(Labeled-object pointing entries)
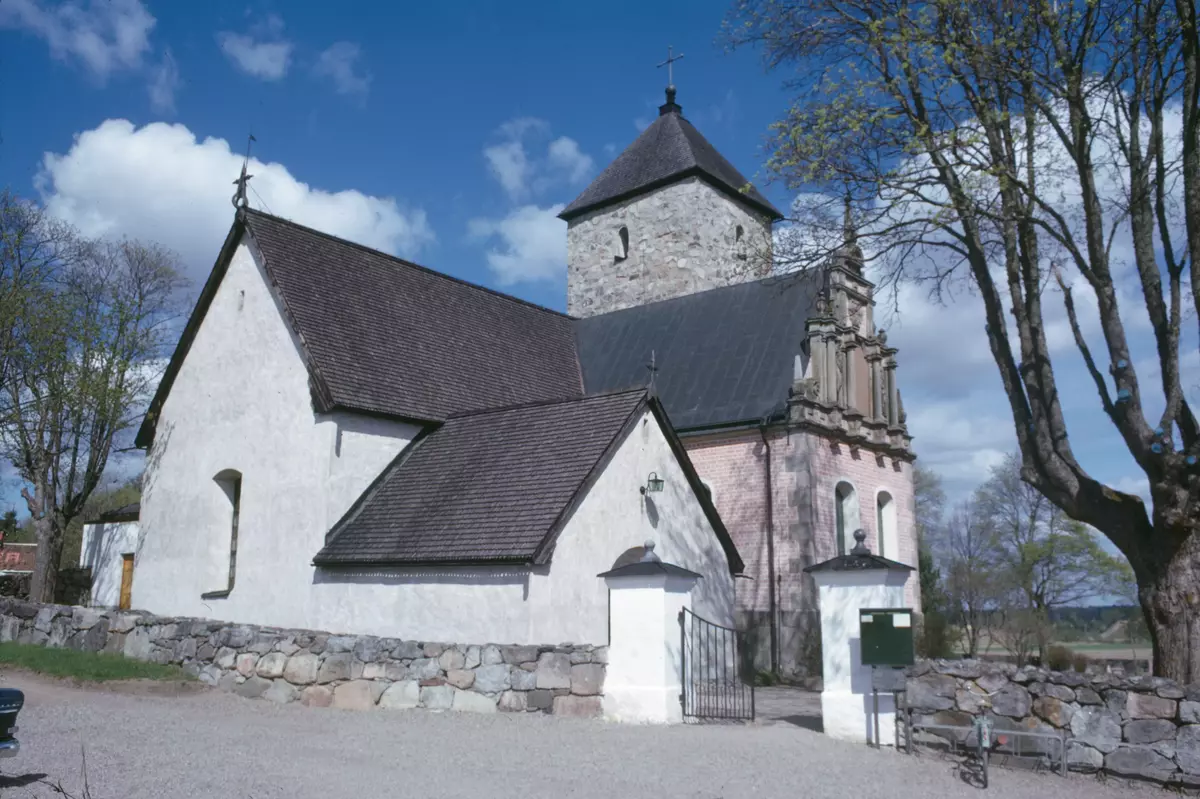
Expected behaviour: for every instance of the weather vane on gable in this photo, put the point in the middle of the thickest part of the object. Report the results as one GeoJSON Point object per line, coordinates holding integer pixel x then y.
{"type": "Point", "coordinates": [652, 388]}
{"type": "Point", "coordinates": [239, 197]}
{"type": "Point", "coordinates": [670, 65]}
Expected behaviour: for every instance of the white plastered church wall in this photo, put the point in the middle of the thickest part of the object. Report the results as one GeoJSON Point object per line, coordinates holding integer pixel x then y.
{"type": "Point", "coordinates": [562, 602]}
{"type": "Point", "coordinates": [101, 550]}
{"type": "Point", "coordinates": [616, 516]}
{"type": "Point", "coordinates": [241, 402]}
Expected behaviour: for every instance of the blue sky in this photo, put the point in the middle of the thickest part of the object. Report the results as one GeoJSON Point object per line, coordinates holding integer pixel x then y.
{"type": "Point", "coordinates": [449, 133]}
{"type": "Point", "coordinates": [430, 88]}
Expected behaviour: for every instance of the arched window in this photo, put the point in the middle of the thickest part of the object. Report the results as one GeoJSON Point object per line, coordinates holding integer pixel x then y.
{"type": "Point", "coordinates": [621, 248]}
{"type": "Point", "coordinates": [886, 526]}
{"type": "Point", "coordinates": [229, 482]}
{"type": "Point", "coordinates": [846, 514]}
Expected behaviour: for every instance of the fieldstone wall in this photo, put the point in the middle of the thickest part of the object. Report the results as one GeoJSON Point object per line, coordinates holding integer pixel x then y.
{"type": "Point", "coordinates": [1144, 727]}
{"type": "Point", "coordinates": [323, 670]}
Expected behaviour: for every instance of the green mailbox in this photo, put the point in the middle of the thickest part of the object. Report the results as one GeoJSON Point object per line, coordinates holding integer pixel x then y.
{"type": "Point", "coordinates": [886, 636]}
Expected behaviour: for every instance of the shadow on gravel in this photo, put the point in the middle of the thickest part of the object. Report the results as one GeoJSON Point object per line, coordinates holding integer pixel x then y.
{"type": "Point", "coordinates": [19, 781]}
{"type": "Point", "coordinates": [807, 722]}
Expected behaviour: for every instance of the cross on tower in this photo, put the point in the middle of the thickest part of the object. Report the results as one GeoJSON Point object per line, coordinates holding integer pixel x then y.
{"type": "Point", "coordinates": [670, 65]}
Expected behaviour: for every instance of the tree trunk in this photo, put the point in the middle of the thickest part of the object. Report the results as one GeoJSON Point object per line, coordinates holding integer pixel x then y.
{"type": "Point", "coordinates": [1170, 599]}
{"type": "Point", "coordinates": [46, 569]}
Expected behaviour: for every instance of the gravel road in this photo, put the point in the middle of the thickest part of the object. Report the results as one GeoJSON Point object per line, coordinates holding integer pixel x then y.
{"type": "Point", "coordinates": [211, 744]}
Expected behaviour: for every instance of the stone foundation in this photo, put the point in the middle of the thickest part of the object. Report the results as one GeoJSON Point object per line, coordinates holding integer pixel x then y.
{"type": "Point", "coordinates": [324, 670]}
{"type": "Point", "coordinates": [1144, 727]}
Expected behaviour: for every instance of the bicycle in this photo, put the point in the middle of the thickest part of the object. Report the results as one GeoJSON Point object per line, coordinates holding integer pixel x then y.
{"type": "Point", "coordinates": [982, 726]}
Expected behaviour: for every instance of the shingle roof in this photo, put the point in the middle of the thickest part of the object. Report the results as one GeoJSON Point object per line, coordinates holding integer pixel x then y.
{"type": "Point", "coordinates": [497, 486]}
{"type": "Point", "coordinates": [483, 487]}
{"type": "Point", "coordinates": [389, 336]}
{"type": "Point", "coordinates": [124, 514]}
{"type": "Point", "coordinates": [724, 356]}
{"type": "Point", "coordinates": [669, 150]}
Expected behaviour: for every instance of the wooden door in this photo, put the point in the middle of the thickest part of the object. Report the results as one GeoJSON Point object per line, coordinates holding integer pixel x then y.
{"type": "Point", "coordinates": [126, 580]}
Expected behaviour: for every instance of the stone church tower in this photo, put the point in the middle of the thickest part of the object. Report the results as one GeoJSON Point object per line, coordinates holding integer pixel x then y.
{"type": "Point", "coordinates": [783, 390]}
{"type": "Point", "coordinates": [669, 217]}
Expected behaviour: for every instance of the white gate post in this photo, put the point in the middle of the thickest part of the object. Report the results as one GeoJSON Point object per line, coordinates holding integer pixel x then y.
{"type": "Point", "coordinates": [645, 640]}
{"type": "Point", "coordinates": [845, 586]}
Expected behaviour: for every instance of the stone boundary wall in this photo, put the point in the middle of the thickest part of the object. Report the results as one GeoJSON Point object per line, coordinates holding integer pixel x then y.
{"type": "Point", "coordinates": [322, 670]}
{"type": "Point", "coordinates": [1144, 727]}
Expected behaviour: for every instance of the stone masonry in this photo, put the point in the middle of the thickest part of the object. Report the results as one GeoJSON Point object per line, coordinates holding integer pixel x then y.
{"type": "Point", "coordinates": [803, 466]}
{"type": "Point", "coordinates": [1143, 727]}
{"type": "Point", "coordinates": [682, 240]}
{"type": "Point", "coordinates": [324, 670]}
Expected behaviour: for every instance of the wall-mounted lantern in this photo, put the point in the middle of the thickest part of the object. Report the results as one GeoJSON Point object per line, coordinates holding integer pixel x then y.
{"type": "Point", "coordinates": [653, 484]}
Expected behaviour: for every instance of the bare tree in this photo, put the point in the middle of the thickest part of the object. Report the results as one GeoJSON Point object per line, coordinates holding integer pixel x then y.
{"type": "Point", "coordinates": [1017, 143]}
{"type": "Point", "coordinates": [85, 350]}
{"type": "Point", "coordinates": [967, 548]}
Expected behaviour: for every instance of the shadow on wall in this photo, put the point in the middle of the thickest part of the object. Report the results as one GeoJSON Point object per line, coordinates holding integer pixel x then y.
{"type": "Point", "coordinates": [106, 545]}
{"type": "Point", "coordinates": [425, 577]}
{"type": "Point", "coordinates": [149, 479]}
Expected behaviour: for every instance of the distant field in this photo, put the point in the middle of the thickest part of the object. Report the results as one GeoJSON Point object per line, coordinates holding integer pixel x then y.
{"type": "Point", "coordinates": [1092, 649]}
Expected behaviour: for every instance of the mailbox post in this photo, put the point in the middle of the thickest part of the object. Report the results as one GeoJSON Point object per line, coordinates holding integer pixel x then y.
{"type": "Point", "coordinates": [849, 588]}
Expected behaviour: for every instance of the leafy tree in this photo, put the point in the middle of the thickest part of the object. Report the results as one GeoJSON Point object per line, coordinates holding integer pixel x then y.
{"type": "Point", "coordinates": [1043, 559]}
{"type": "Point", "coordinates": [930, 502]}
{"type": "Point", "coordinates": [84, 354]}
{"type": "Point", "coordinates": [1038, 150]}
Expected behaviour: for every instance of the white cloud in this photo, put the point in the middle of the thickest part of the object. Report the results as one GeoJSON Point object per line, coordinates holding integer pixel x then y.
{"type": "Point", "coordinates": [509, 166]}
{"type": "Point", "coordinates": [564, 154]}
{"type": "Point", "coordinates": [263, 53]}
{"type": "Point", "coordinates": [163, 84]}
{"type": "Point", "coordinates": [160, 182]}
{"type": "Point", "coordinates": [105, 36]}
{"type": "Point", "coordinates": [526, 164]}
{"type": "Point", "coordinates": [340, 64]}
{"type": "Point", "coordinates": [529, 244]}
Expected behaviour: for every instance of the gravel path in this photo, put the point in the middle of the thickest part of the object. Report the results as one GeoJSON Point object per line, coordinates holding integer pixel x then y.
{"type": "Point", "coordinates": [210, 744]}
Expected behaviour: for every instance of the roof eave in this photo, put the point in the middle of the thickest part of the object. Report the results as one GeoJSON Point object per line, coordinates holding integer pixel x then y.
{"type": "Point", "coordinates": [443, 563]}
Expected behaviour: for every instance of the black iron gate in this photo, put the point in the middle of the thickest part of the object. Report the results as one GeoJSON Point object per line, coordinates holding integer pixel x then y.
{"type": "Point", "coordinates": [712, 671]}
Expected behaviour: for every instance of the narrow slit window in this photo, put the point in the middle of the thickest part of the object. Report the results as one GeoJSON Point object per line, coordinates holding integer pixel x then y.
{"type": "Point", "coordinates": [845, 516]}
{"type": "Point", "coordinates": [621, 247]}
{"type": "Point", "coordinates": [229, 482]}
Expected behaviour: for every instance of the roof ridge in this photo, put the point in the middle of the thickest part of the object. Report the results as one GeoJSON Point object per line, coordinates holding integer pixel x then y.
{"type": "Point", "coordinates": [405, 262]}
{"type": "Point", "coordinates": [543, 403]}
{"type": "Point", "coordinates": [683, 298]}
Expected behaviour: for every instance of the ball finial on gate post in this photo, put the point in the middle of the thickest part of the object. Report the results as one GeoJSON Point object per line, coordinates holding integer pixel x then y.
{"type": "Point", "coordinates": [861, 542]}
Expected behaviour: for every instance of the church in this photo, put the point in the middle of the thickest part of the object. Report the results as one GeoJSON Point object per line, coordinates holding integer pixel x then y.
{"type": "Point", "coordinates": [346, 440]}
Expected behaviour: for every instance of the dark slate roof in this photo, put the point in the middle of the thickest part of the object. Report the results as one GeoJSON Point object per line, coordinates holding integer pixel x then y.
{"type": "Point", "coordinates": [389, 336]}
{"type": "Point", "coordinates": [724, 356]}
{"type": "Point", "coordinates": [671, 149]}
{"type": "Point", "coordinates": [495, 486]}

■ **TASK**
Repeat exactly the lines starting at the line with "Expected behaviour: for every instance of the ball" and ending with the final line of the entries. Include nothing else.

■ **ANSWER TO THIS TASK**
Expected behaviour: for every instance of the ball finial on gate post in this photo, put the point in the middle of the thickest part of the object. Report the results as one GeoJSON Point object per line, coordinates holding integer pixel x then y.
{"type": "Point", "coordinates": [861, 542]}
Expected behaviour: for every instance of the church in this photo, put the point in the middle of the thickest part of the object. Report the results as one GeoJSON Point object per line, coordinates holding integer pixel x then y.
{"type": "Point", "coordinates": [346, 440]}
Expected behaviour: for every instance of the dark slate roof in this photo, put the point in the middle of the thickest part of the object. Report the results as one GeoJSON Point object per line, coordinates holding integer pixel x then y.
{"type": "Point", "coordinates": [389, 336]}
{"type": "Point", "coordinates": [724, 356]}
{"type": "Point", "coordinates": [671, 149]}
{"type": "Point", "coordinates": [495, 486]}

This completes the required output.